**What the task asks**
Can you return every line of the material that contains the string "collar", counting a match only when the case is the same?

##### Data section

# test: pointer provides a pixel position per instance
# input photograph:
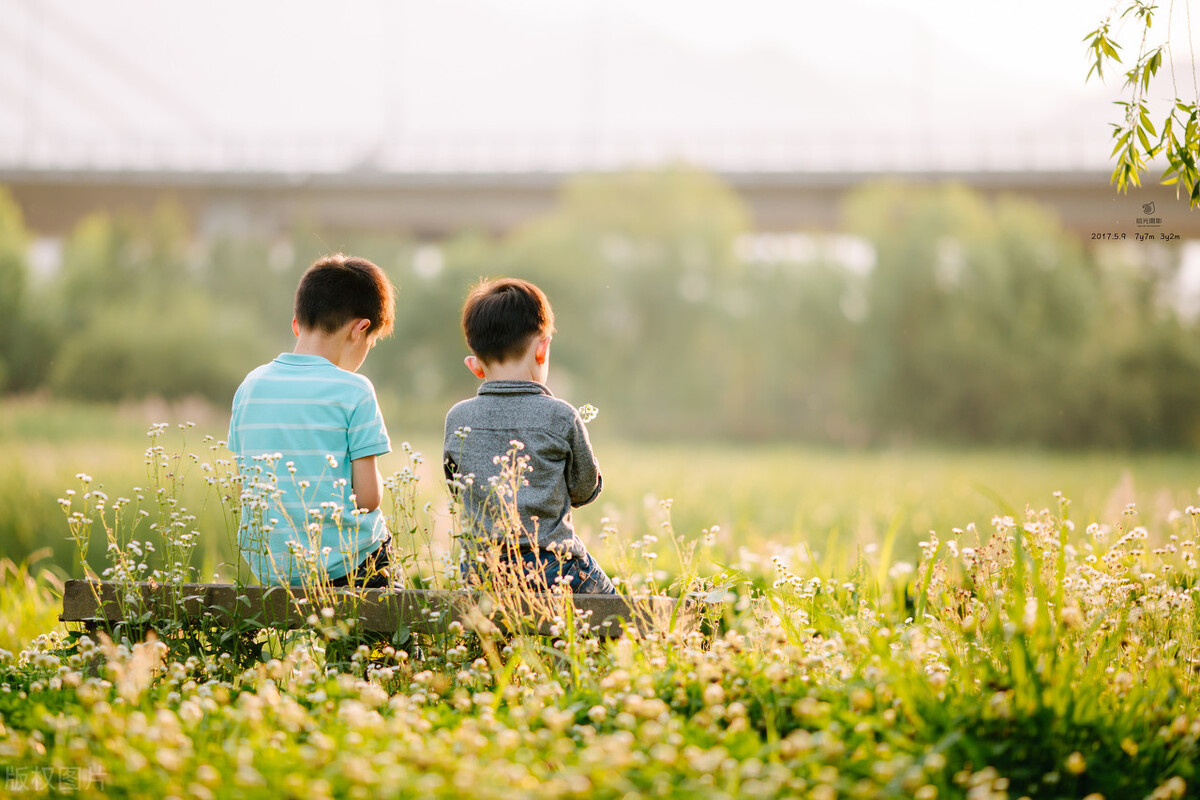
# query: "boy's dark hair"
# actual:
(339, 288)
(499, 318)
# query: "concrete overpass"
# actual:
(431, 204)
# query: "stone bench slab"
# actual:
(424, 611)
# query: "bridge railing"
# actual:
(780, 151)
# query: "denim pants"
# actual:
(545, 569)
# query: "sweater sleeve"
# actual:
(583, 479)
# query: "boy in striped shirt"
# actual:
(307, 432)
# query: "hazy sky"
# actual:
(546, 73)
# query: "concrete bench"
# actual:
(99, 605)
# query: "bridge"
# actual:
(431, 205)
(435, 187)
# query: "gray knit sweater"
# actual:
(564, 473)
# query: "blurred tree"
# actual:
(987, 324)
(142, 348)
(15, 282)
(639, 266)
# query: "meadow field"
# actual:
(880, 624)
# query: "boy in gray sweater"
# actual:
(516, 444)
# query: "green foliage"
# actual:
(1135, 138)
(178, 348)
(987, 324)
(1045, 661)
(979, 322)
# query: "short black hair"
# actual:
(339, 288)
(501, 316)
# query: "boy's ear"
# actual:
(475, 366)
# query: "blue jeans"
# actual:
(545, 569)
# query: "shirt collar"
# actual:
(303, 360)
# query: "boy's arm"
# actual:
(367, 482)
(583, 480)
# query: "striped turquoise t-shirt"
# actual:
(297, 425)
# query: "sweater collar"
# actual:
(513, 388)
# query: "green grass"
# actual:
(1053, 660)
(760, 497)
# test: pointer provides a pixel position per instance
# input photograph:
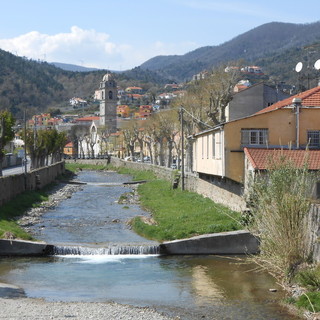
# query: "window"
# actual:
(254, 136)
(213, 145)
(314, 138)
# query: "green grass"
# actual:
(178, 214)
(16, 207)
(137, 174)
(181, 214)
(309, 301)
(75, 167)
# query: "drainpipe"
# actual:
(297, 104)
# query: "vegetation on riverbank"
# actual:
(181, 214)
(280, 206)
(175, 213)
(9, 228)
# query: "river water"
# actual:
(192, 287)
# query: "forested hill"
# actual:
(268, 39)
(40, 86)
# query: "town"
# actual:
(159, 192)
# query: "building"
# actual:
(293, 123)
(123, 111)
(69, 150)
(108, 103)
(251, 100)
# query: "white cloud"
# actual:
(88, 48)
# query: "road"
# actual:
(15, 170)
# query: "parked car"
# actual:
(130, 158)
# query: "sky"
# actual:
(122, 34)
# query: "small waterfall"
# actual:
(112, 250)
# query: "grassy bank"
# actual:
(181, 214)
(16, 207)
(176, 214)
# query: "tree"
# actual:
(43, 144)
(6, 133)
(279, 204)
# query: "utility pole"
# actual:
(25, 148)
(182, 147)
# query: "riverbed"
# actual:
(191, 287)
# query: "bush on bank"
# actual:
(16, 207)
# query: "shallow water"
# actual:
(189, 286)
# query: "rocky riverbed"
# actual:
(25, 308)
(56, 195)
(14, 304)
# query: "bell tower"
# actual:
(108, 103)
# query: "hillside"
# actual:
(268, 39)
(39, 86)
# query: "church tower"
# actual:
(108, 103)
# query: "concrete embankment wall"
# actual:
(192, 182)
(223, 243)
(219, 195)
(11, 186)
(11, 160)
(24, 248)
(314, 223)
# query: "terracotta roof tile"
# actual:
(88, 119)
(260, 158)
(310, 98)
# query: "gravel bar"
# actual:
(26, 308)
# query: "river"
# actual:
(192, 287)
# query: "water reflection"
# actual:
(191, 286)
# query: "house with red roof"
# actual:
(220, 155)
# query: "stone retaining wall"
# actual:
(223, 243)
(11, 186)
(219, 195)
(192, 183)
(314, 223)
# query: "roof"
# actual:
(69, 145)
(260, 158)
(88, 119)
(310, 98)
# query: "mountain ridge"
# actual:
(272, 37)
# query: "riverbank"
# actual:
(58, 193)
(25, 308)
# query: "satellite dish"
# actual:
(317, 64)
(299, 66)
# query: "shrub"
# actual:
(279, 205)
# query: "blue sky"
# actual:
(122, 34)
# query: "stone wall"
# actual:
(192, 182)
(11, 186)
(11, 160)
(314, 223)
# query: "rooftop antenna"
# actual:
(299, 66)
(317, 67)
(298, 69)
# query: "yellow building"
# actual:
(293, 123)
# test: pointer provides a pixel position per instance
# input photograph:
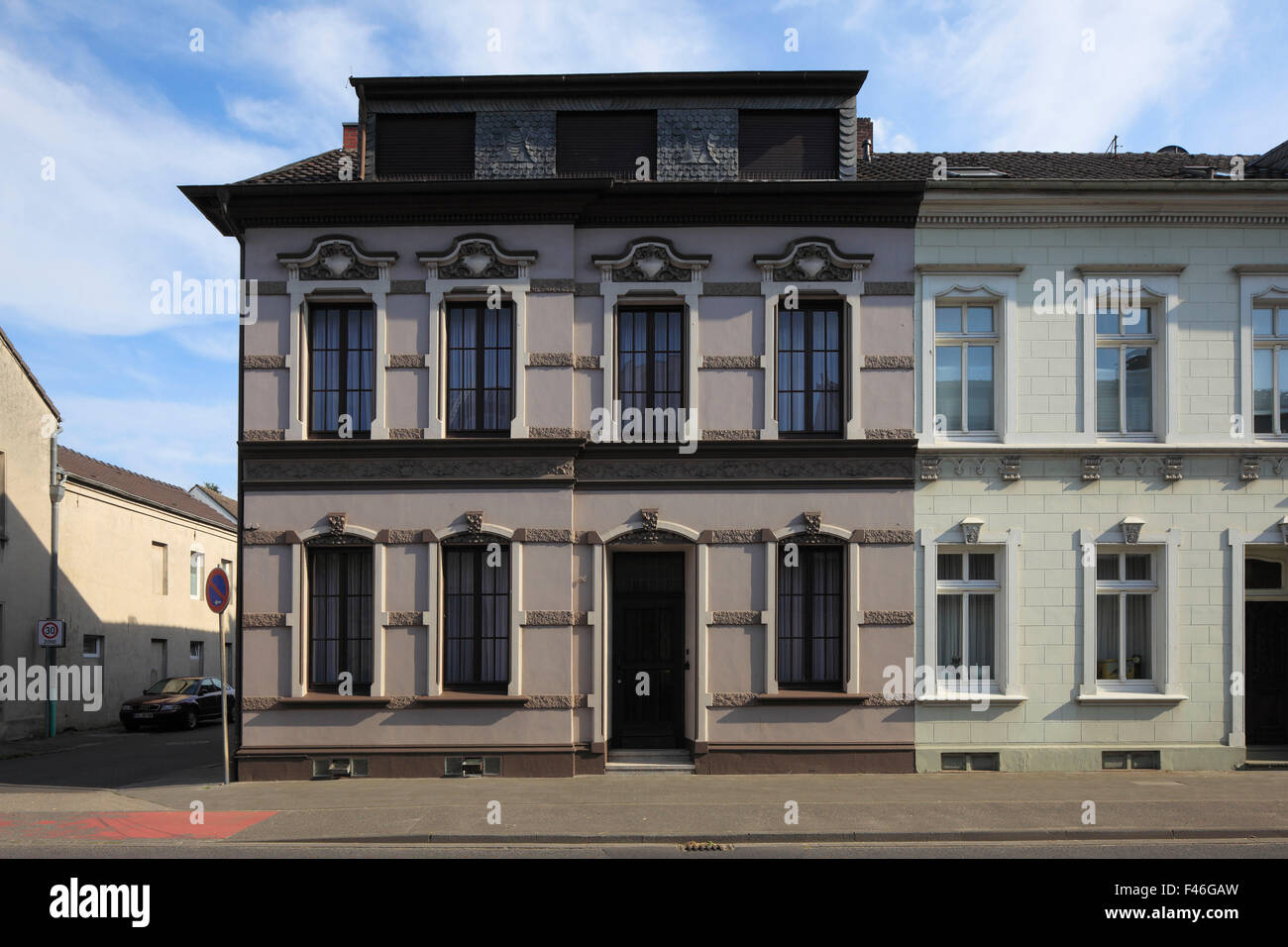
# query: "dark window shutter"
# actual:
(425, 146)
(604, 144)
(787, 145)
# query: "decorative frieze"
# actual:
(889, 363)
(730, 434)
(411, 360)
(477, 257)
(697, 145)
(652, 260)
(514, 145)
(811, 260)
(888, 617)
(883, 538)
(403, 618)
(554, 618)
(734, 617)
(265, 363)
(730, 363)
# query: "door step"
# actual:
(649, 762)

##########

**Expected answer**
# query: "shirt collar"
# query: "sweater collar"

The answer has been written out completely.